Give back exactly the lines starting at the one with "Kindly outline every instance of the ocean" and ending at the last line of the data below. Pictures are not part of the copy.

Listing ->
.....

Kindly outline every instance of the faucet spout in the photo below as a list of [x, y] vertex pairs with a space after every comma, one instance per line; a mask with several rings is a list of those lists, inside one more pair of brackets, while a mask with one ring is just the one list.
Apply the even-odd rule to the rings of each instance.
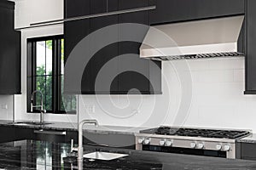
[[[34, 95], [35, 94], [40, 94], [40, 96], [41, 96], [41, 105], [33, 105], [33, 99], [34, 99]], [[40, 122], [41, 123], [44, 123], [44, 114], [46, 112], [45, 110], [44, 110], [44, 104], [43, 104], [43, 93], [40, 91], [40, 90], [35, 90], [31, 94], [31, 104], [30, 104], [30, 110], [31, 110], [31, 112], [33, 111], [33, 108], [34, 107], [40, 107]]]
[[79, 124], [79, 147], [78, 147], [78, 163], [79, 169], [83, 169], [83, 156], [84, 156], [84, 147], [83, 147], [83, 126], [84, 124], [94, 124], [98, 126], [99, 123], [96, 120], [84, 120]]

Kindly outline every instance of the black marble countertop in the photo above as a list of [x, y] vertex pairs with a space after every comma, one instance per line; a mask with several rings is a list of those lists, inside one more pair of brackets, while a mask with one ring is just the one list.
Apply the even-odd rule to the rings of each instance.
[[[84, 169], [104, 170], [255, 170], [256, 162], [107, 147], [84, 146], [84, 153], [96, 150], [128, 154], [113, 161], [84, 159]], [[69, 156], [68, 144], [22, 140], [0, 144], [0, 169], [72, 169], [76, 158]], [[75, 169], [75, 168], [74, 168]]]
[[238, 139], [237, 142], [256, 144], [256, 134], [252, 133], [247, 137]]
[[[19, 122], [23, 121], [19, 121]], [[27, 121], [24, 121], [27, 122]], [[50, 122], [50, 124], [45, 125], [26, 125], [21, 123], [14, 123], [10, 121], [0, 120], [0, 126], [14, 126], [21, 127], [33, 129], [45, 129], [45, 130], [67, 130], [67, 131], [78, 131], [78, 123], [75, 122]], [[119, 134], [134, 134], [138, 133], [140, 130], [146, 129], [148, 128], [133, 128], [133, 127], [121, 127], [121, 126], [93, 126], [84, 125], [84, 132], [96, 133], [119, 133]]]

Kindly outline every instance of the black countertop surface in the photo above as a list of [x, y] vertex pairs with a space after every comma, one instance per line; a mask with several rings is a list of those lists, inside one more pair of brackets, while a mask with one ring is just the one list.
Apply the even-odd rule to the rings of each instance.
[[[19, 121], [21, 122], [23, 121]], [[24, 121], [28, 122], [28, 121]], [[13, 126], [33, 129], [45, 129], [45, 130], [61, 130], [61, 131], [78, 131], [78, 123], [76, 122], [46, 122], [49, 124], [45, 125], [26, 125], [22, 123], [13, 122], [11, 121], [0, 120], [0, 126]], [[148, 128], [134, 128], [134, 127], [121, 127], [121, 126], [106, 126], [99, 125], [97, 127], [93, 125], [84, 125], [84, 131], [96, 133], [114, 133], [114, 134], [134, 134], [140, 130]]]
[[[128, 154], [113, 161], [84, 159], [84, 169], [104, 170], [255, 170], [256, 162], [229, 160], [107, 147], [84, 146], [84, 153], [96, 150]], [[72, 169], [76, 159], [67, 156], [68, 144], [22, 140], [0, 144], [0, 169]], [[75, 169], [75, 168], [74, 168]]]

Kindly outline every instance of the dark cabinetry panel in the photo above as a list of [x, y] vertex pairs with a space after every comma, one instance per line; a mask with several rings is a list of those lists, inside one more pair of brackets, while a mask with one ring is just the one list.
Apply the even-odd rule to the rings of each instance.
[[246, 92], [256, 94], [256, 1], [247, 0]]
[[[102, 0], [92, 0], [90, 2], [90, 13], [91, 14], [99, 14], [106, 12], [106, 3]], [[109, 3], [111, 2], [111, 3]], [[114, 3], [115, 2], [115, 3]], [[117, 10], [118, 2], [112, 0], [109, 1], [108, 7], [113, 10]], [[100, 3], [100, 4], [98, 4]], [[103, 72], [107, 75], [102, 78], [97, 78], [99, 75], [102, 72], [100, 72], [101, 69], [107, 65], [112, 59], [115, 58], [118, 55], [118, 43], [109, 43], [106, 47], [100, 47], [102, 42], [105, 42], [108, 39], [113, 39], [115, 42], [118, 41], [118, 29], [116, 27], [115, 31], [104, 31], [106, 32], [103, 37], [98, 36], [101, 33], [96, 33], [100, 29], [102, 29], [106, 26], [118, 24], [118, 16], [111, 15], [105, 17], [98, 17], [90, 19], [90, 33], [96, 32], [92, 38], [90, 39], [89, 49], [90, 54], [92, 54], [93, 49], [97, 49], [96, 54], [92, 54], [92, 56], [86, 56], [90, 58], [89, 63], [87, 64], [82, 78], [81, 89], [83, 94], [108, 94], [108, 92], [118, 91], [118, 81], [115, 81], [112, 86], [111, 89], [109, 88], [106, 89], [108, 86], [108, 75], [111, 75], [113, 72], [117, 71], [117, 62], [112, 64], [112, 66]], [[110, 36], [110, 37], [109, 37]], [[110, 86], [110, 84], [109, 84]]]
[[244, 0], [150, 0], [150, 24], [244, 14]]
[[[105, 13], [107, 12], [107, 9], [108, 11], [113, 11], [148, 6], [149, 2], [148, 0], [90, 0], [89, 3], [90, 9], [86, 8], [86, 10], [90, 11], [90, 14], [93, 14]], [[81, 3], [81, 5], [83, 5], [83, 3]], [[66, 10], [71, 11], [68, 10], [68, 3], [67, 2]], [[74, 14], [72, 15], [73, 16]], [[143, 11], [77, 20], [73, 21], [73, 26], [71, 26], [69, 22], [65, 23], [66, 57], [68, 56], [74, 46], [82, 38], [86, 37], [89, 33], [93, 33], [106, 26], [113, 26], [119, 23], [137, 23], [148, 26], [145, 26], [145, 29], [143, 31], [138, 31], [137, 30], [131, 30], [128, 32], [127, 30], [123, 31], [124, 30], [120, 27], [113, 26], [109, 32], [107, 31], [102, 37], [98, 37], [100, 39], [90, 39], [89, 44], [87, 47], [84, 47], [88, 48], [87, 50], [90, 51], [90, 53], [88, 53], [90, 55], [88, 55], [88, 54], [83, 54], [83, 57], [88, 57], [90, 58], [90, 60], [88, 64], [84, 65], [85, 69], [81, 81], [82, 94], [106, 94], [110, 93], [115, 94], [125, 94], [131, 88], [139, 89], [142, 94], [159, 94], [160, 92], [160, 88], [158, 89], [157, 93], [152, 92], [152, 88], [150, 88], [150, 82], [148, 80], [148, 78], [152, 76], [152, 73], [150, 72], [150, 61], [139, 59], [141, 42], [143, 42], [149, 26], [148, 17], [148, 11]], [[77, 22], [81, 23], [77, 24]], [[87, 26], [86, 28], [84, 28], [84, 25]], [[83, 26], [84, 28], [80, 29], [80, 27]], [[84, 29], [86, 32], [84, 32]], [[121, 42], [124, 35], [137, 37], [139, 41]], [[100, 47], [100, 42], [108, 41], [108, 38], [112, 40], [112, 42], [104, 47]], [[96, 54], [91, 54], [92, 57], [90, 57], [91, 50], [93, 48], [99, 49]], [[124, 60], [116, 58], [118, 55], [127, 54], [128, 55]], [[135, 55], [129, 55], [129, 54], [133, 54]], [[157, 65], [160, 68], [160, 63], [157, 63]], [[98, 79], [97, 77], [101, 75], [100, 73], [102, 73], [100, 72], [101, 70], [106, 65], [111, 65], [110, 67], [108, 67], [108, 70], [104, 70], [103, 71], [104, 75], [107, 76]], [[120, 68], [123, 68], [124, 66], [130, 68], [130, 71], [122, 71]], [[143, 74], [139, 74], [136, 71], [131, 71], [131, 70], [132, 70], [134, 67], [143, 70], [142, 72]], [[65, 70], [65, 71], [68, 71]], [[160, 84], [160, 71], [159, 71], [158, 75], [154, 74], [154, 76], [159, 76], [158, 79], [154, 79], [159, 81], [156, 84]], [[108, 81], [110, 77], [112, 77], [113, 80], [111, 80], [111, 83], [109, 84]], [[160, 85], [159, 87], [160, 87]], [[65, 89], [65, 91], [73, 92], [72, 89]]]
[[20, 94], [20, 33], [14, 30], [14, 7], [0, 2], [0, 94]]
[[[148, 6], [148, 0], [142, 1], [119, 1], [119, 9], [134, 8]], [[149, 28], [148, 11], [135, 12], [130, 14], [119, 14], [119, 23], [132, 23], [131, 28], [119, 26], [119, 55], [124, 55], [119, 60], [119, 68], [126, 68], [126, 71], [119, 76], [119, 90], [127, 94], [131, 89], [137, 89], [142, 94], [158, 94], [160, 89], [151, 91], [150, 88], [150, 60], [140, 59], [139, 48]], [[137, 28], [137, 24], [138, 24]], [[141, 27], [139, 25], [143, 25]], [[127, 37], [136, 37], [137, 42], [125, 41]], [[160, 62], [155, 62], [160, 65]], [[129, 70], [130, 69], [130, 70]], [[156, 76], [160, 77], [160, 72], [158, 71]], [[158, 80], [160, 82], [160, 79]], [[157, 91], [157, 92], [156, 92]], [[130, 91], [136, 94], [136, 91]]]

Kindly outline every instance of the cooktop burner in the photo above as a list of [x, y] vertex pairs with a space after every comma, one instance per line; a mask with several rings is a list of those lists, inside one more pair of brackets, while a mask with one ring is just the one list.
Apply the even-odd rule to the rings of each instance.
[[160, 127], [158, 128], [143, 130], [140, 131], [140, 133], [160, 134], [160, 135], [218, 138], [218, 139], [240, 139], [250, 133], [250, 132], [248, 131], [176, 128], [170, 128], [170, 127]]

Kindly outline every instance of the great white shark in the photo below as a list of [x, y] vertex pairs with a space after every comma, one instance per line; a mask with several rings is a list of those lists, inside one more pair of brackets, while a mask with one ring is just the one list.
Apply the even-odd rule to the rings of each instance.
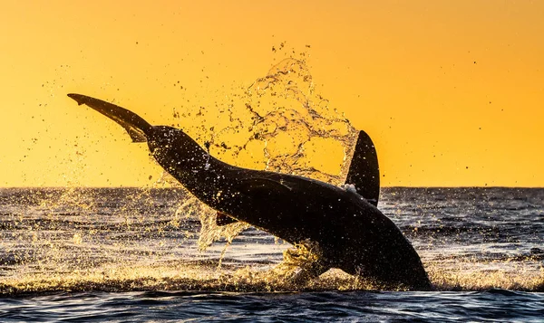
[[[82, 94], [68, 94], [147, 142], [157, 162], [199, 200], [218, 211], [218, 224], [242, 221], [294, 245], [317, 245], [317, 260], [298, 278], [330, 268], [384, 289], [429, 290], [419, 255], [376, 207], [379, 169], [370, 137], [360, 131], [345, 187], [234, 166], [211, 157], [181, 129], [151, 126], [137, 114]], [[355, 186], [355, 187], [354, 187]]]

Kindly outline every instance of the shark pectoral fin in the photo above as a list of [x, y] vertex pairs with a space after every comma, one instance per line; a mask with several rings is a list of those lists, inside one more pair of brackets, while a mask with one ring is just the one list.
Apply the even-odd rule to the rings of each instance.
[[227, 224], [235, 223], [237, 222], [238, 222], [237, 219], [218, 211], [218, 214], [216, 216], [216, 224], [218, 224], [218, 226], [224, 226]]
[[282, 195], [290, 194], [292, 189], [273, 179], [263, 178], [263, 177], [253, 177], [242, 179], [237, 185], [237, 188], [244, 194], [249, 194], [252, 195]]
[[357, 194], [377, 206], [380, 197], [380, 167], [374, 143], [366, 132], [359, 131], [345, 184], [353, 184]]

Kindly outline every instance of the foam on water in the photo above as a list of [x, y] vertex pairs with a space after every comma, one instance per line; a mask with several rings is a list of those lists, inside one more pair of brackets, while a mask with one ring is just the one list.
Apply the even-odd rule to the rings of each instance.
[[[280, 62], [218, 106], [188, 107], [197, 122], [184, 128], [212, 155], [343, 184], [356, 130], [318, 94], [304, 61]], [[242, 223], [218, 227], [215, 211], [166, 173], [156, 186], [173, 188], [0, 190], [0, 294], [380, 289], [338, 270], [295, 284], [288, 278], [315, 247], [292, 249]], [[542, 291], [543, 197], [543, 190], [399, 188], [383, 190], [379, 207], [438, 290]]]

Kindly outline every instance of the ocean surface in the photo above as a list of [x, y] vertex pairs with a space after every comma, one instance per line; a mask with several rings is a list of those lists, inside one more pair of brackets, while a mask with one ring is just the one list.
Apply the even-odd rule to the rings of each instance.
[[378, 207], [434, 286], [423, 292], [338, 270], [293, 285], [291, 245], [218, 231], [180, 188], [0, 189], [0, 322], [542, 322], [543, 201], [544, 189], [383, 188]]

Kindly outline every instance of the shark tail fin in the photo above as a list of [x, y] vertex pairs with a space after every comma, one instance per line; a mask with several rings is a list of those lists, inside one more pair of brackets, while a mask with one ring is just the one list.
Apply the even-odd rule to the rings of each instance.
[[73, 99], [78, 105], [89, 106], [117, 122], [131, 136], [132, 142], [146, 142], [147, 135], [153, 128], [136, 113], [115, 104], [83, 94], [70, 93], [68, 97]]
[[354, 185], [361, 196], [371, 204], [378, 205], [380, 197], [378, 155], [372, 139], [363, 130], [359, 131], [345, 184]]

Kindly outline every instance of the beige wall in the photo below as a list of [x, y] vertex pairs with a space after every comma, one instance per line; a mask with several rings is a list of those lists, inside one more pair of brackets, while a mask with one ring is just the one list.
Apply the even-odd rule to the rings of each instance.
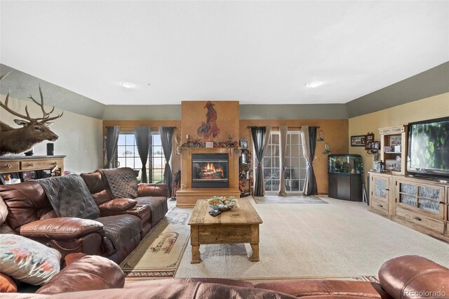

.....

Solution for this problem ->
Kindly outline every instance of the ocean surface in the photo above as a list of [x, y] vertex pairs with a space after every comma, one instance per line; a mask with several rings is a list of those lists, inside one more pair of brackets, while a mask with one ring is just the one list.
Apply the even-odd rule to the rings of each instance.
[[378, 207], [434, 286], [423, 292], [338, 270], [293, 285], [291, 245], [218, 231], [180, 188], [0, 189], [0, 322], [542, 322], [543, 201], [544, 189], [383, 188]]

Kindly outline every instance of the shark tail fin in the photo above as a list of [x, y] vertex pairs with a space after every comma, one instance per line; a mask with several rings is a list of those lists, inside one more pair of brackets, while a mask with one ring is just the one list.
Apply the even-odd rule to the rings of each instance.
[[73, 99], [78, 105], [89, 106], [117, 122], [131, 136], [132, 142], [146, 142], [147, 135], [153, 128], [136, 113], [115, 104], [83, 94], [70, 93], [68, 97]]
[[354, 185], [361, 196], [371, 204], [378, 205], [380, 197], [378, 155], [372, 139], [363, 130], [359, 131], [345, 184]]

Kindly outline every instance of the beige wall in the photo below as a list of [x, y] vertex pairs with a space after every comma, one instance per line; a mask with several rings is a list of those lists, inside one more pair of brackets, while a mask with one ring is just the one list.
Apply the even-odd rule to the rings of each instance.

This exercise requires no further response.